(Point localization data)
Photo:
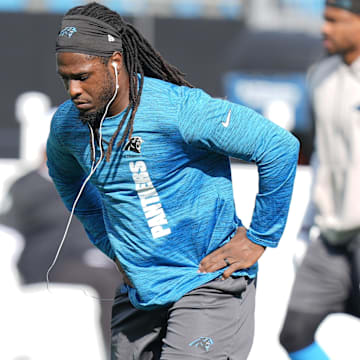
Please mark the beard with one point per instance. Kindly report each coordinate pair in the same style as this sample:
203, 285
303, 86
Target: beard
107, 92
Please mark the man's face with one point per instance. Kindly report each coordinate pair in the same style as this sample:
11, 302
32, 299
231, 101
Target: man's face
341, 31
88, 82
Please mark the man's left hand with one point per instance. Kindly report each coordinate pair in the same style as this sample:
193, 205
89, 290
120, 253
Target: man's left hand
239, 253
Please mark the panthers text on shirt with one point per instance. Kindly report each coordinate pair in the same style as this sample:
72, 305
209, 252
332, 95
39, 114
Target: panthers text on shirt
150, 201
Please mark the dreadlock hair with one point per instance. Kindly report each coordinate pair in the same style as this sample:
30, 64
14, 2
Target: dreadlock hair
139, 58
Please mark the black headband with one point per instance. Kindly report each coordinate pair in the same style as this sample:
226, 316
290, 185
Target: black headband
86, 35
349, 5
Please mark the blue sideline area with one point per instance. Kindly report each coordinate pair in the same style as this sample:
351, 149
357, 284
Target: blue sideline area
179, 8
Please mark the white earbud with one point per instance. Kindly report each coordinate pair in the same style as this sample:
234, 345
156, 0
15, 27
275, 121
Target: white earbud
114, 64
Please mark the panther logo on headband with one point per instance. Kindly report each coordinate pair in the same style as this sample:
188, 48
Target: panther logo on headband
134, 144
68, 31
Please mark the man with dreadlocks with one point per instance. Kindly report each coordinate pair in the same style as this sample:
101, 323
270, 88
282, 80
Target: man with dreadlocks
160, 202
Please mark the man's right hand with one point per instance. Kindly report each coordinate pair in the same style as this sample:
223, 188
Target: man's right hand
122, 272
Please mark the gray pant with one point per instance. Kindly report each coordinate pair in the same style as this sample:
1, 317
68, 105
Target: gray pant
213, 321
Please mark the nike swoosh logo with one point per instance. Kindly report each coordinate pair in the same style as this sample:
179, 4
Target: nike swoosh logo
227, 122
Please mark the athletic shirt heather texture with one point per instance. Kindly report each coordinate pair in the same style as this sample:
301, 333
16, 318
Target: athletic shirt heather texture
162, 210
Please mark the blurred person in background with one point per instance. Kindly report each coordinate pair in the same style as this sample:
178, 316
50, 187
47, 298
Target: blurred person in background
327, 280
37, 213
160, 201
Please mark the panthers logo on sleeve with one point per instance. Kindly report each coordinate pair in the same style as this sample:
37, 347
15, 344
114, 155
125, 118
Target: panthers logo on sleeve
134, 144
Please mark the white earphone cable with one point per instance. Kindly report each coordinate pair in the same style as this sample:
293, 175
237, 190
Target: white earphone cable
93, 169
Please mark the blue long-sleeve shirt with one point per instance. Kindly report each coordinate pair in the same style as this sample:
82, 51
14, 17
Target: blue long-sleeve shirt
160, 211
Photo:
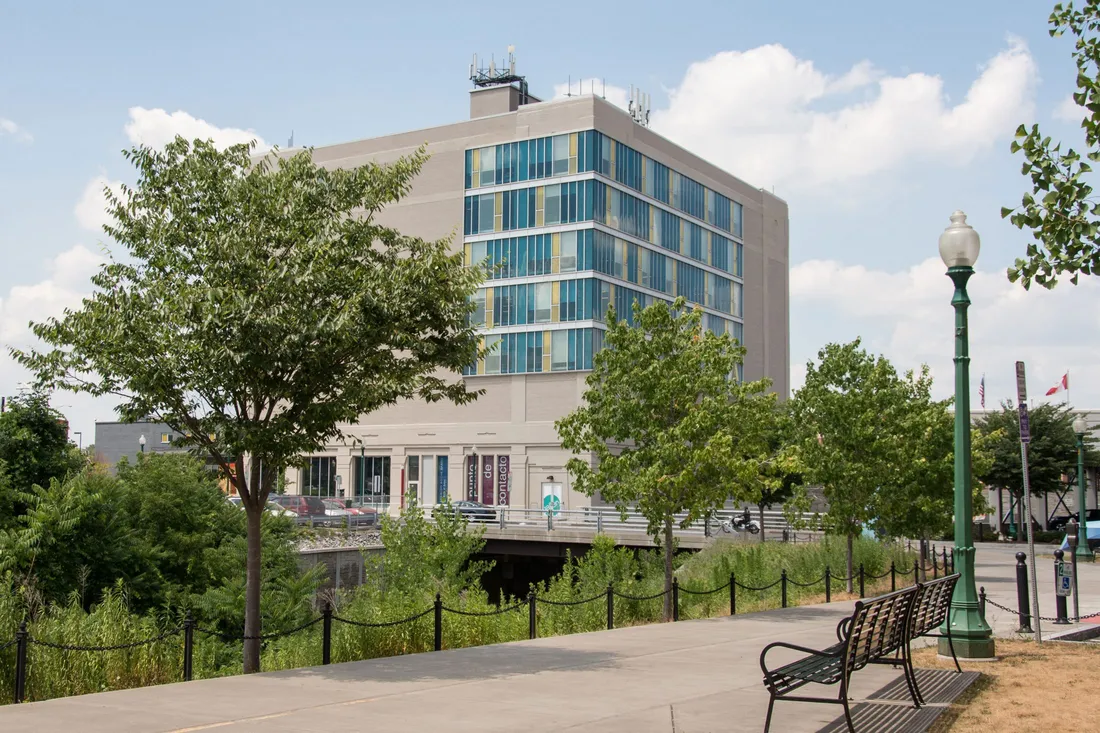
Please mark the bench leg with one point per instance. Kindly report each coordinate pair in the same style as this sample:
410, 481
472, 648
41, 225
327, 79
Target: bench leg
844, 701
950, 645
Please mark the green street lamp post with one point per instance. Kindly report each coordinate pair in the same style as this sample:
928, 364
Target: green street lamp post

» What to produce: Pictures do not go in the copy; print every entry exactly as it stands.

» Answer below:
Photo:
Please mark the beard with one point per instance. Kindly report each coordinate pair in the same style as this sample:
203, 285
303, 86
Target: beard
107, 92
Please mark the man's face with one point per instance. Kindly report each coordinate pair in the same style as this sample:
11, 302
32, 299
231, 101
Target: man's face
341, 31
88, 82
Please mark the man's left hand with one point per instance. Kindly report each coordinate pair in the same style as this sample:
193, 205
89, 290
120, 253
Target: man's left hand
239, 253
Please mark the panthers text on shirt with one point per instance. Kindly report each coordinate pair in the same style as this sample:
72, 305
209, 252
332, 95
39, 114
Target: panthers text on shirt
150, 201
Please mark the dreadlock hair with one point per instance. Kindly report each coordinate pair in the same style as this sample:
30, 64
14, 2
Target: dreadlock hair
139, 58
Please mark the black headband with one point per instance. Kindly report each coordinate pair in the same style as this sample:
226, 316
290, 185
Target: black headband
86, 35
349, 5
Please mark the blue sideline area with one point per instance. Kindly report each coordinate pair in the same style as this sample:
351, 149
357, 284
Target: blue sideline area
179, 8
Please mark the white earbud with one point per instance. Kindly report each coordinate pair in the same style as this sample:
234, 345
156, 0
15, 27
275, 121
Target: white earbud
114, 64
Please mark the panther logo on headband with one point per instance. Kindly report each coordinate pair in the same style as this sample:
188, 48
Target: panther logo on headband
134, 144
68, 31
Please mark the man with dreadlocks with one point per instance. Kindly report each coordinate pair in the same style as this sample:
101, 323
270, 88
282, 80
Target: man with dreadlocks
160, 202
Please mark the man's right hand with one point per instance. Kindly report each coordinate pair in the same style as this sample:
223, 188
Target: man's right hand
122, 272
Please mark the gray pant with one point per instance. Kindly report each coordinate pair in the same style as this sample:
1, 317
68, 105
Target: gray pant
213, 321
Please mark the nike swoosh logo with one point per instance. Kindly report each coordinate pair in the same style as this sample:
179, 4
Target: nike swoosh logo
227, 122
Please mark the athletic shirt heather texture with one point per instance. Kindly report each coordinate pair in the same style as this sample:
301, 333
16, 318
Target: athletic shirt heather texture
162, 210
Please mark the blurred person in background with one point per instance. Kindly report each coordinate pair in the same style as this sample:
178, 316
50, 187
47, 298
Target: blurred person in background
327, 280
37, 213
160, 201
Please mark the panthers logo on sleeve with one point per instance. Kindly report each coordinate pair in the same style as this sample:
37, 347
15, 344
114, 155
125, 118
Target: panthers logo on sleeve
134, 144
Please mark the white earphone cable with one point per instance. Kindly report each coordinate pair in the same style as this sample:
293, 175
237, 190
Target: white earphone cable
93, 169
Please mark the blue long-sleeve shirt with one point per instance. Kindly report each coordinate pair in the same style as this sample:
82, 51
14, 17
Target: blue long-sleeve shirt
160, 211
Photo:
Please mark the bench leg with one point per instance. Kindly report each coordinate pair in the same style as this sample:
410, 481
472, 648
41, 225
327, 79
Target: bench leg
844, 701
950, 645
Please mark the green street lamp post with one point per instance. Kindly report each coordinate pair in the same style as this sample:
928, 364
Target: green street lamp post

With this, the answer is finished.